TEXTAUSZUG
:::::
Ich würde das ehrlich gesagt recht profan wie folgt umformulieren:

..., dass er doch zu mir ins Bett gehörte, und wollte mit mir schlafen. Ich verwehrte ihm das jedoch das Gewollte.

Der Punkt ist: mit jemandem schlafen zu wollen wird als Sinnbild der Verzeihung angesehen (sowohl kulturell als übrigens auch juristisch) - also besser gleich direkt so sagen.


----------



## Wroclaw

Interessanter Vorschlag! Da die Töchter erst zwölf Jahre alt sind, frage ich mich, wie direkt das gesagt werden soll - aber ich verrate da wohl meine amerikanische Herkunft. So direkt mit Kindern sind viele Amerikaner nicht. Der Roman findet aber in Hamburg statt. Ich überlege es noch!

Vielen Dank


----------



## sokol

Naja - erstens würde ich sagen, ja, das kann man einer 12jährigen Tochter erzählen, wobei man das nicht ohne Grund erzählen würde; doch gerade in diesem Fall gibt es ja einen Anlass - die Misshandlung der Tochter, nicht wahr? Das würde meiner Meinung nach passen. 

(Mag sein, dass andre anderer Meinung sind, klar. Aber grundsätzlich ist man in Europa in solchen Dingen direkter, würde ich meinen, wie du ja schon selbst sagst.)


----------



## Sowka

Für die heutige Zeit stimme ich Dir zu, sokol, aber wenn ich mich recht entsinne, spielt der Roman kurz nach dem Krieg? *Gedächtnis bitte melden -- keine Antwort *

Ich denke, in der Zeit hätte eine Mutter mit ihrer 12jährigen Tochter nicht so gesprochen. Wroclaw, sag doch mal bitte: Wann denn??? 

In dem Fall könnte man, basierend auf sokols Vorschlag vielleicht sagen: "... und er bedrängte mich". Ich denke, das hätte in die damalige Zeit gepasst.
:::::
[Einträge aus einem Zeige-Datensatz]
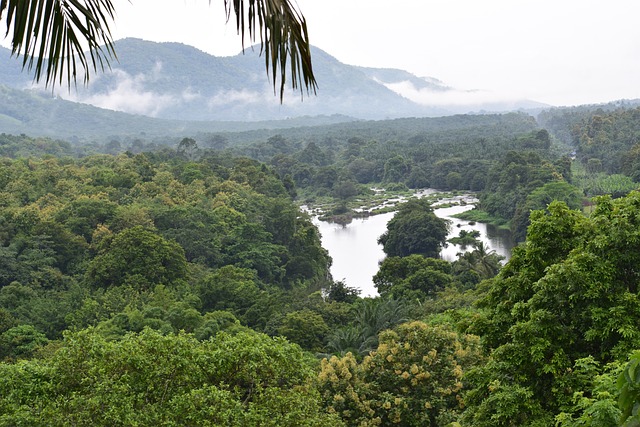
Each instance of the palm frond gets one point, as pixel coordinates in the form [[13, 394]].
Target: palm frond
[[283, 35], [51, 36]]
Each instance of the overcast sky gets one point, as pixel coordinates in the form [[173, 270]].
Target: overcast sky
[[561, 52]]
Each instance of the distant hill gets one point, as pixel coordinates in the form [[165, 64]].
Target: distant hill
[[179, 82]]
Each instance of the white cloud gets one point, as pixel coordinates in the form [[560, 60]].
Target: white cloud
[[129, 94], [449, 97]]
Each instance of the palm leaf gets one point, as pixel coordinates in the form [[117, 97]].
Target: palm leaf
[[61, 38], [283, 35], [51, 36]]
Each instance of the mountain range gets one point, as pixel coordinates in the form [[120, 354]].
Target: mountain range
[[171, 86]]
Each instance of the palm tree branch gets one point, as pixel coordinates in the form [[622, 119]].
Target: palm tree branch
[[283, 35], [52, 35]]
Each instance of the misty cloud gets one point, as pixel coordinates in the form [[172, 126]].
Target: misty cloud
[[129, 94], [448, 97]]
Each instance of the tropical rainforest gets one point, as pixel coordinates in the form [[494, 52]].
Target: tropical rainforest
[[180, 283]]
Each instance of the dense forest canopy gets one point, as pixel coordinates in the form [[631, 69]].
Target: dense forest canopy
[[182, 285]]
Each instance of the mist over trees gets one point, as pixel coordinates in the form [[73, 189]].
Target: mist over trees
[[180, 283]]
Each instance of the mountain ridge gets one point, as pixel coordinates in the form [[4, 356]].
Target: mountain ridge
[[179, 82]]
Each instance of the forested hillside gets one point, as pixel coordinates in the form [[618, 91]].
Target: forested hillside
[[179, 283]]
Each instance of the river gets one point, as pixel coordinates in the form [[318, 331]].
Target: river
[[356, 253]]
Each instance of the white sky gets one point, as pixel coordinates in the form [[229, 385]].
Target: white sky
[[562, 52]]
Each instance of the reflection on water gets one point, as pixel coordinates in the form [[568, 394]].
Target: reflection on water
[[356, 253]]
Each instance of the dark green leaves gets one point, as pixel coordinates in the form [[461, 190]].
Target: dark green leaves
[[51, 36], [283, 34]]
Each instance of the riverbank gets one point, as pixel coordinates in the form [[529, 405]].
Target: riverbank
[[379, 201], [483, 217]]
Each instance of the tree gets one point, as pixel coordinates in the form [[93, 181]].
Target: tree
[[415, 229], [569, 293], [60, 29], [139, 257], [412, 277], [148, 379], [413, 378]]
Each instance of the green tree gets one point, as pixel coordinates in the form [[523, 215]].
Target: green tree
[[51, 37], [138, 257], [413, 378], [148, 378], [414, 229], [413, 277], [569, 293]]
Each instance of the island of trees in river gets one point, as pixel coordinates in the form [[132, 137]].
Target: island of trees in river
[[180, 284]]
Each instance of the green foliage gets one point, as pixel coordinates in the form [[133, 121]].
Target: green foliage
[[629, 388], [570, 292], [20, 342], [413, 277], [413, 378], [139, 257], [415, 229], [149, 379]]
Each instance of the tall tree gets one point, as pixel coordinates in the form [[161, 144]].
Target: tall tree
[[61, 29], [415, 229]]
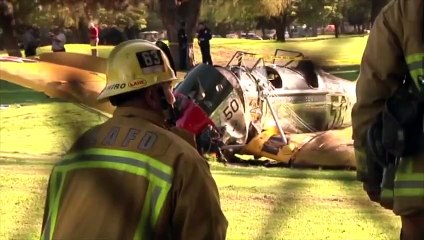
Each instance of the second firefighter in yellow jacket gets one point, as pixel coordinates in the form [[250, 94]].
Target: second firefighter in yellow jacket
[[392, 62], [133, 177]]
:::::
KURZAUFGABE A
Beantworte anhand des Textauszugs:
(i) Wie alt sind die Töchter laut Wroclaw?
(ii) In welcher Stadt spielt der Roman?
(iii) Welche Formulierung schlägt Sowka für die damalige Zeit vor?
KURZAUFGABE B
Schreibe den Textauszug über die Formulierung einer Romanstelle im Ton des letzten Beitrags nach dessen Schlusssatz weiter.

LÖSUNG A
(i) Zwölf Jahre.
(ii) In Hamburg.
(iii) „... und er bedrängte mich“.

LÖSUNG B
----------



## sokol

Sowka said:


> Für die heutige Zeit stimme ich Dir zu, sokol, aber wenn ich mich recht entsinne, spielt der Roman kurz nach dem Krieg?
> 
> ...
> 
> In dem Fall könnte man, basierend auf sokols Vorschlag vielleicht sagen: "... und er bedrängte mich". Ich denke, das hätte in die damalige Zeit gepasst.


Korrekt, und Danke für die Aufmerksamkeit! 
Für die Zeit kurz nach dem Krieg würde "bedrängen" bestimmt viel besser passen.


----------



## Wroclaw

Der Roman spielt in der heutigen Zeit. Vielleicht gebe ich also nach  und nehme die direkte Variante an. Kulturelle Unterschiede sind manchmal echt spannende Sachen!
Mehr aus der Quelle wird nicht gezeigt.